** TASK BRIEF **
Copy all the records exactly, but keep the pictures out of your version.

[Referring expression pointing data]
⁂
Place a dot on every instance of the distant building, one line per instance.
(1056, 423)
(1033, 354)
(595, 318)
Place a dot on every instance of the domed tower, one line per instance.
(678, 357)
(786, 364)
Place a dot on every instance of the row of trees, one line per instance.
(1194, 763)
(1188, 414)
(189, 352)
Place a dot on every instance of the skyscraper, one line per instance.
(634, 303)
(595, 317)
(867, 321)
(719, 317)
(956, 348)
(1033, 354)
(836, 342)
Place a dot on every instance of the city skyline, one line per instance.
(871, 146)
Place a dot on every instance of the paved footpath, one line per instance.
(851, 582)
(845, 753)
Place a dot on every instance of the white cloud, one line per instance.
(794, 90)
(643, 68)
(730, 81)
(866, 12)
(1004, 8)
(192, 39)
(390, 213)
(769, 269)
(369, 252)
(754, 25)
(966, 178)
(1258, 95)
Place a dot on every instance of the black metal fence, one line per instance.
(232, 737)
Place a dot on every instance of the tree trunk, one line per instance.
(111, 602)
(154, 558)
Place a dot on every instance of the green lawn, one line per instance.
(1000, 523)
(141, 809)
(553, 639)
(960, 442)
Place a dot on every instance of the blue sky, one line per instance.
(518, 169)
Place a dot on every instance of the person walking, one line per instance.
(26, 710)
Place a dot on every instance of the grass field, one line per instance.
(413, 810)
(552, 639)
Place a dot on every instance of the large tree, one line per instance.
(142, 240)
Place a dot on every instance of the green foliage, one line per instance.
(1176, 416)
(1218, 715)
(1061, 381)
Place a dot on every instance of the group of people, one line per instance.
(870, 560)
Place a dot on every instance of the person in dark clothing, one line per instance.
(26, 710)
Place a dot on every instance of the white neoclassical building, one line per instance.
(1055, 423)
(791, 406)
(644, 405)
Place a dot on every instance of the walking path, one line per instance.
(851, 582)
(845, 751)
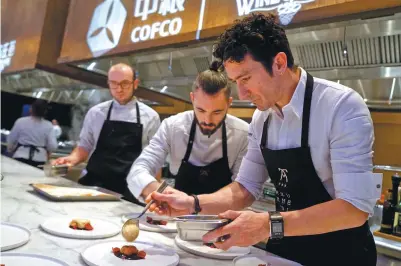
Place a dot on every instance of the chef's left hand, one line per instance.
(247, 228)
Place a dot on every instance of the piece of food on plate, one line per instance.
(81, 224)
(150, 220)
(129, 252)
(210, 245)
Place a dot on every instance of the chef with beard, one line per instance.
(205, 146)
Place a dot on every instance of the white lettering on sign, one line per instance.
(143, 8)
(286, 9)
(162, 29)
(7, 51)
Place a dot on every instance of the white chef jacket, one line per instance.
(172, 139)
(32, 131)
(340, 139)
(96, 116)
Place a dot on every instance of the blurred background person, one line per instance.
(32, 138)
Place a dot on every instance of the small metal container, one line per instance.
(194, 227)
(55, 170)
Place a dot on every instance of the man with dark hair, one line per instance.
(32, 139)
(312, 137)
(114, 133)
(205, 146)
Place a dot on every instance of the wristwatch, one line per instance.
(197, 208)
(276, 225)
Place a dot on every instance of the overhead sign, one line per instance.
(157, 19)
(7, 51)
(286, 9)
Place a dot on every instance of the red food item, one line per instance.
(88, 227)
(141, 254)
(115, 250)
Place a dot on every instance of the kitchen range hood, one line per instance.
(362, 54)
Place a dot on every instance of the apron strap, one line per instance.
(306, 110)
(138, 117)
(264, 134)
(109, 112)
(224, 133)
(191, 140)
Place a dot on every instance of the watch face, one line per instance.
(277, 227)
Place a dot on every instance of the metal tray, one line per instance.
(193, 227)
(46, 190)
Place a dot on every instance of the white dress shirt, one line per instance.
(32, 131)
(171, 140)
(340, 140)
(96, 116)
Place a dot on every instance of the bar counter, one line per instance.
(21, 205)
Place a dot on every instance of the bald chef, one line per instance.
(205, 146)
(114, 133)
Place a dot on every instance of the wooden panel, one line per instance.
(22, 21)
(218, 15)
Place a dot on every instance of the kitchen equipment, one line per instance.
(100, 254)
(133, 223)
(200, 249)
(13, 236)
(193, 227)
(59, 226)
(18, 259)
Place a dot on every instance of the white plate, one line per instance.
(19, 259)
(13, 236)
(59, 226)
(100, 254)
(268, 259)
(198, 248)
(170, 227)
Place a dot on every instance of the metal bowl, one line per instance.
(194, 227)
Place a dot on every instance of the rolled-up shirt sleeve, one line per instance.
(351, 141)
(253, 173)
(150, 161)
(86, 137)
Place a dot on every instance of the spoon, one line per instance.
(130, 230)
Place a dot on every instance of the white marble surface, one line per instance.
(21, 205)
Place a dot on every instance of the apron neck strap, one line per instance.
(109, 112)
(305, 116)
(192, 137)
(138, 117)
(306, 110)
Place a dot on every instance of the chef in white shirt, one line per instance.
(114, 134)
(31, 140)
(312, 137)
(205, 146)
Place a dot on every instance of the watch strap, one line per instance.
(197, 208)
⁂
** TASK RESPONSE **
Place a dot on every instance of the distant building, one line per instance.
(1056, 423)
(1033, 354)
(595, 318)
Place a dot on every instance of the domed tower, one line per instance.
(678, 357)
(786, 364)
Place a dot on every instance of the row of trees, one line per instance.
(1194, 763)
(1188, 414)
(189, 352)
Place a dot on every instance of the skyscraper, one line per instance.
(634, 303)
(595, 317)
(867, 321)
(719, 317)
(956, 348)
(1033, 354)
(836, 342)
Place a dot on every instance of the city skyline, one line per instance.
(871, 146)
Place a dot on every instance of the paved footpath, one line per instance.
(851, 582)
(845, 753)
Place a dot on every instance of the white cloud, one line per instance.
(794, 90)
(643, 68)
(730, 81)
(866, 12)
(1004, 8)
(192, 39)
(390, 213)
(769, 269)
(369, 252)
(754, 25)
(966, 178)
(1258, 95)
Place a dot on every instance of the black metal fence, one line per instance.
(232, 737)
Place a dot on every instance of the tree trunk, one line per instance.
(111, 602)
(154, 558)
Place a dot on every instance of the green lawn, one line per instance.
(1000, 523)
(141, 809)
(553, 639)
(960, 442)
Place a dot on every instance of the blue sky, one line per instance.
(518, 169)
Place a dot on every instance of the person walking, one line per instance.
(26, 710)
Place a dot on every instance of the grass field, one line per instance.
(413, 810)
(552, 639)
Place a dot on every instance of the large tree, one line per instance.
(142, 240)
Place a dot on every instance of the green foliage, one line per instance.
(1176, 416)
(1218, 715)
(1061, 381)
Place a dot on every instance of the group of people, one line per instance.
(870, 560)
Place a dot on every instance of the person in dark clothing, one line per instance.
(26, 710)
Place a dot on every instance of the white neoclassical building, one line per instance.
(1055, 423)
(791, 406)
(644, 405)
Place a dot on every instance of the walking path, one line per instance.
(851, 582)
(845, 751)
Place a dot on every instance of the chef's left hand, one line per instance.
(247, 228)
Place a dot on every instance of the piece of food on plate, one line per instance.
(81, 224)
(150, 220)
(129, 252)
(210, 245)
Place a dot on every instance of the chef with beard, one line per instance.
(205, 146)
Place a dot on every instance of the white lettering on sign, one line per instance.
(143, 8)
(286, 9)
(162, 29)
(7, 51)
Place a dot on every instance of the white chef jacket, one line per instance.
(172, 139)
(32, 131)
(340, 139)
(96, 116)
Place a dot on every instance of the blurred background person, one line per instance.
(32, 138)
Place a dot on every instance of the small metal container, one line per instance.
(194, 227)
(55, 170)
Place a dot on every instance of the man with dark hair, one line per instance.
(32, 139)
(312, 137)
(114, 133)
(205, 146)
Place a dot on every instance of the wristwatch, one line per instance.
(197, 208)
(276, 225)
Place a dot on every instance of the overhead sign, one line per instance.
(157, 19)
(7, 51)
(286, 9)
Place a dot on every instance of the red food item, one line per instance.
(88, 227)
(141, 254)
(115, 250)
Place a dot on every instance of the kitchen range hood, one line per instance.
(362, 54)
Place a dot on every instance of the apron strap, one line per instance.
(306, 110)
(138, 117)
(264, 134)
(109, 112)
(224, 133)
(191, 140)
Place a dot on every instance of the watch face, one line per instance.
(277, 227)
Place a dot on every instance of the metal tray, one line per instance.
(193, 227)
(46, 190)
Place a dot on every instance of the white dress shirt, one line per instance.
(32, 131)
(171, 140)
(340, 140)
(96, 116)
Place a dot on every instance of the bar counter, one line per instance.
(21, 205)
Place a dot on every instance of the bald chef, one line per instance.
(205, 146)
(114, 133)
Place a dot on every instance of the wooden panel, one line per instance.
(22, 21)
(218, 15)
Place a dot on every instance of the kitchen equipment, one line per instance.
(100, 254)
(133, 223)
(200, 249)
(13, 236)
(193, 227)
(59, 226)
(18, 259)
Place a dot on every instance of the white plate, one line per instance.
(19, 259)
(13, 236)
(59, 226)
(100, 254)
(268, 259)
(198, 248)
(170, 227)
Place a dot on every instance of the metal bowl, one line per instance.
(194, 227)
Place a dot on every instance of the rolled-up shirt sleeve, one line per instance.
(351, 141)
(253, 173)
(150, 161)
(86, 137)
Place a dot on every instance of the spoon, one line per instance.
(130, 230)
Place a dot on every instance of the white marble surface, one line per instance.
(21, 205)
Place a dot on every instance of the apron neck strap, one line per instance.
(109, 112)
(305, 116)
(192, 137)
(138, 117)
(306, 110)
Place a dot on every instance of the chef in white shirt, one line per instance.
(114, 134)
(31, 140)
(312, 137)
(205, 146)
Place a dot on every instance of the watch strap, one line per instance.
(197, 208)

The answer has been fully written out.